__Task data__.
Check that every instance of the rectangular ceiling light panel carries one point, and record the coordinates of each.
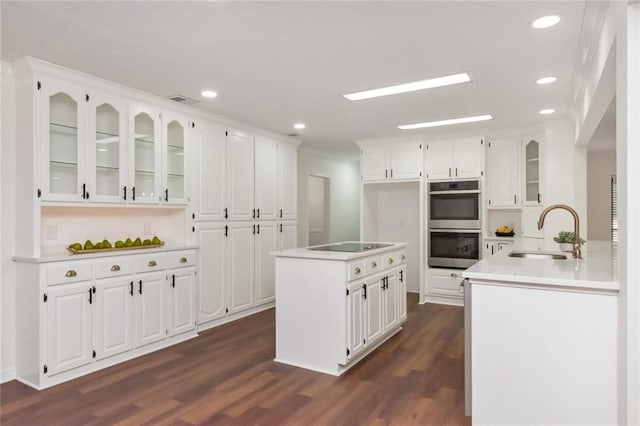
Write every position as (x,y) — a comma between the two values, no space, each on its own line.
(446,122)
(447,80)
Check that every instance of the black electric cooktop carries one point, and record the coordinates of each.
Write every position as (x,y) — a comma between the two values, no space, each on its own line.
(351,247)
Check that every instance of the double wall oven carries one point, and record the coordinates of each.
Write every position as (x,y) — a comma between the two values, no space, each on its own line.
(455,223)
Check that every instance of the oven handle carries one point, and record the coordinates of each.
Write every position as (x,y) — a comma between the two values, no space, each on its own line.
(464,191)
(456,231)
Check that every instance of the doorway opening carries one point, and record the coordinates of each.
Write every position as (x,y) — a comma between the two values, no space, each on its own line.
(318,209)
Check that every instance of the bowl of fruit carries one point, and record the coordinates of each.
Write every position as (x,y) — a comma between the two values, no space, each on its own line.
(105,245)
(504,231)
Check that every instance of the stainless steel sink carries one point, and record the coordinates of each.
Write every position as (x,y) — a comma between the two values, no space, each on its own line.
(537,255)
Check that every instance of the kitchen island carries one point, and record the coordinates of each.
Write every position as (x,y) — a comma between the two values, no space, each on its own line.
(336,303)
(543,339)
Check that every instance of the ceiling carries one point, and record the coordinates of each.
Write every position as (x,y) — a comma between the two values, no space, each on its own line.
(277,63)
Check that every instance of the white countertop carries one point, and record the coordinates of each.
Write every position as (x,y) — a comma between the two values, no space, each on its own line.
(596,271)
(305,253)
(58,256)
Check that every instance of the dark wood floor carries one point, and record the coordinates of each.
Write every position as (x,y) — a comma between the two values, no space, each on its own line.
(227,376)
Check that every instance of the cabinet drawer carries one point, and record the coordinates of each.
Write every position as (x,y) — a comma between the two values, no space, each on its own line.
(67,272)
(152,262)
(181,259)
(445,281)
(373,264)
(390,259)
(355,270)
(113,267)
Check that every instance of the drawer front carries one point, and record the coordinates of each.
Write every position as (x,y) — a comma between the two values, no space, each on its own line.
(181,258)
(390,259)
(113,267)
(445,282)
(150,263)
(67,272)
(355,270)
(373,264)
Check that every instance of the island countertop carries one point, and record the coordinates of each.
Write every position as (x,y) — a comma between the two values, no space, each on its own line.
(308,253)
(596,271)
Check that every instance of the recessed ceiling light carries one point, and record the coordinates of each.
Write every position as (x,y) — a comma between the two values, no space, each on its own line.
(209,94)
(447,122)
(546,21)
(546,80)
(446,80)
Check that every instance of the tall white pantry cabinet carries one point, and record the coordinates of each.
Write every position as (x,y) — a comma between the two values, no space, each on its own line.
(94,148)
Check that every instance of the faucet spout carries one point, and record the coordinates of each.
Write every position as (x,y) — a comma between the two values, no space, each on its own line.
(577,251)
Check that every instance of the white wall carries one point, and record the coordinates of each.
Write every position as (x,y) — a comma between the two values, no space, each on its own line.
(7,228)
(344,195)
(600,166)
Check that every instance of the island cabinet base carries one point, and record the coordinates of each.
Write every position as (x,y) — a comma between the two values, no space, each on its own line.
(327,320)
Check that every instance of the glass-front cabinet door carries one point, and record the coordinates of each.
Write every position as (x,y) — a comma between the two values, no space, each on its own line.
(174,174)
(108,150)
(532,172)
(145,156)
(63,132)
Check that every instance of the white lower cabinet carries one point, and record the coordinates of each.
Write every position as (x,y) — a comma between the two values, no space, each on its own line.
(114,316)
(82,315)
(69,327)
(181,301)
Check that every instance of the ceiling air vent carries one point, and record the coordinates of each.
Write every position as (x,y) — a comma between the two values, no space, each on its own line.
(183,99)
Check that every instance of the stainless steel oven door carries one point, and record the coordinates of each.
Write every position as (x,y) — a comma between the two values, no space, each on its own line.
(455,209)
(454,248)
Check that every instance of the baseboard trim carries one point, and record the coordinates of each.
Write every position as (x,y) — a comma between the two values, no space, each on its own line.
(7,375)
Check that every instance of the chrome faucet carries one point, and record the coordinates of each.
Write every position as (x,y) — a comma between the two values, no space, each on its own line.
(577,252)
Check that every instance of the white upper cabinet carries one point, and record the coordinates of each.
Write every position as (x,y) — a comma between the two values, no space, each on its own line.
(532,166)
(145,155)
(107,149)
(455,159)
(174,179)
(63,135)
(391,161)
(240,175)
(287,181)
(503,174)
(266,178)
(211,165)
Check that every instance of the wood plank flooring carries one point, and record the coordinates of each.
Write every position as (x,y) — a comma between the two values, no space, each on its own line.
(227,376)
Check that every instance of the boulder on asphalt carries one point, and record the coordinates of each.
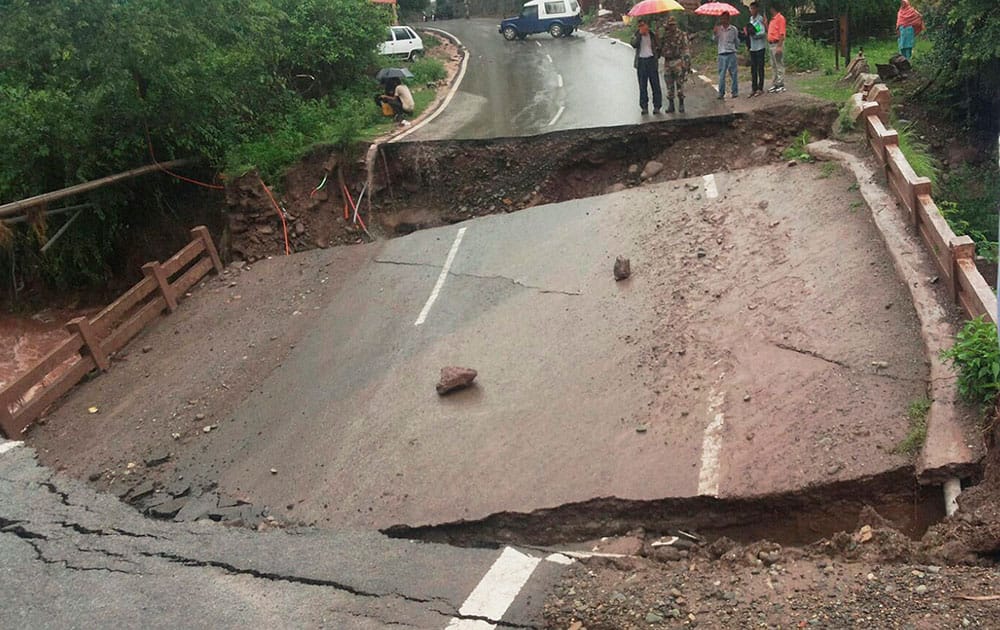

__Required task__. Output every row above as a numbered list, skipping any blank lines and leaving the pictures out.

__Complete answer__.
1. Check that every instance of the rectangular ceiling light panel carries one point, and record the coordinates of each.
2. Write every position as (x,y) — a comma between the two values, no space, each on its own line.
3. (446,122)
4. (447,80)
5. Check that every instance of the black electric cooktop carries one point, and record the coordinates of each.
6. Write every position as (x,y) — a comma between the two values, no space, each on its own line.
7. (351,247)
8. Check that every instance of the double wall oven carries one point, and record the coordinates of each.
9. Write every position as (x,y) — a comma between the two values, no space, each on its own line.
10. (455,223)
11. Check that every instance of the oven handle carries one point, and record the coordinates of each.
12. Write every position as (x,y) — a comma between the two values, no space, each on its own line.
13. (464,191)
14. (456,231)
15. Check that every instance of the doorway opening carries one point, and record the coordinates of each.
16. Write every position as (x,y) — a comma between the two values, no space, each on its own line.
17. (318,209)
18. Check that every instance of the bowl of fruit carries one point, and record the coordinates of each.
19. Write every position as (x,y) — a comma between the two values, no space, each on its own line.
20. (105,245)
21. (504,231)
22. Check that every instance of the stainless steel sink carries one point, and record the coordinates of each.
23. Write every position as (x,y) — a comma between the two values, no space, each on its own line.
24. (537,255)
25. Check that every instance of the kitchen island carries one point, and record the coordinates of each.
26. Write every position as (x,y) — a comma between the two values, no space, each on its own line.
27. (336,303)
28. (543,339)
29. Check that every instance of the ceiling carries one point, and record the coordinates of each.
30. Write every position as (x,y) — a comma between the two values, no space, each on its own line.
31. (277,63)
32. Check that every instance of the white countertop carries one point, and record the coordinates of each.
33. Write every position as (x,y) — a comma between the two values, no space, each on its own line.
34. (596,271)
35. (305,253)
36. (58,256)
37. Check that every instance of the dark wood floor carries one point, and record the coordinates of each.
38. Write every position as (x,y) — a comma between the two values, no space, each on its own line.
39. (227,376)
40. Check that every instance of the cabinet drawer carries one point, and record the coordinates of each.
41. Write every position as (x,y) — a comma between the two values, no space, each on its own line.
42. (67,272)
43. (152,262)
44. (181,259)
45. (445,281)
46. (373,264)
47. (390,259)
48. (355,270)
49. (113,267)
50. Check that every instance of the drawer front carries one point, and record the coordinates of each.
51. Write every position as (x,y) — a comma between the two values, no space, each on its own line.
52. (181,258)
53. (390,259)
54. (113,267)
55. (445,282)
56. (150,263)
57. (67,272)
58. (355,270)
59. (373,264)
60. Check that every instance of the island countertop carries one point, and record the coordinates of each.
61. Write every position as (x,y) — a comma between the two values, no space, each on its own line.
62. (308,253)
63. (596,271)
64. Check that every instance of the recessed ceiling light carries one point, and record the coordinates of each.
65. Write every position as (x,y) — a comma between the two values, no space, each on its own line.
66. (209,94)
67. (447,122)
68. (546,21)
69. (546,80)
70. (446,80)
71. Check that every instance of the tall white pantry cabinet carries one point, and record the coordinates of each.
72. Write every position as (x,y) — a comma between the two values, no space, each on its own line.
73. (94,148)
74. Check that every instance of the faucet spout carries one point, and record the coordinates of each.
75. Write every position as (x,y) — a comma between the two values, no space, each on its own line.
76. (577,251)
77. Check that every instance of the white wall carries one point, and record the coordinates of each.
78. Write every position as (x,y) — a comma between the two values, no space, each on its own line.
79. (7,228)
80. (344,195)
81. (600,166)
82. Check that every instance of the island cabinet base carries one point, and record the coordinates of each.
83. Write every position as (x,y) — a comma between the two values, no space, each on its own line.
84. (327,320)
85. Check that every instance of the glass-front cabinet door carries one point, and record the coordinates of each.
86. Write every position as (x,y) — a comma between the two values, no space, each on its own line.
87. (174,174)
88. (108,150)
89. (532,172)
90. (145,156)
91. (63,132)
92. Check that every instance of the white lower cabinet carries one point, and record the coordinates of each.
93. Write every position as (x,y) — a comma between the two values, no space, each on its own line.
94. (114,316)
95. (82,315)
96. (69,327)
97. (181,301)
98. Check that every instance of the ceiling air vent carries one point, and record the coordinates of each.
99. Write every position as (x,y) — a comma between the two values, no space, each on its own line.
100. (183,99)
101. Check that every instance of the stainless steel oven door carries one point, and record the coordinates of each.
102. Write every position as (x,y) — a comma between the two values, no space, each on its own line.
103. (455,209)
104. (454,248)
105. Check that every instance of the baseboard trim carries one point, and record the coordinates of each.
106. Write every position as (x,y) — a comma between the two values, no space, each on its own line.
107. (7,375)
108. Check that every instance of the chrome faucet carries one point, and record the coordinates of each.
109. Write every position as (x,y) — a comma between the two values, no space, each on its own line.
110. (577,252)
111. Check that every instance of the white upper cabinet carries one point, and record the coordinates of each.
112. Write every position as (x,y) — a comma between the two values, no space, each on its own line.
113. (532,166)
114. (145,155)
115. (107,149)
116. (455,159)
117. (174,179)
118. (63,135)
119. (391,161)
120. (240,175)
121. (287,181)
122. (503,174)
123. (266,178)
124. (211,165)
125. Check that every instance of the wood plank flooring carries one point, and record the coordinates of each.
126. Write every position as (x,y) — a comma between the two values, no space, each on its own line.
127. (227,376)
128. Check that every instance of the boulder on asphalt carries one point, and record the coordinates of each.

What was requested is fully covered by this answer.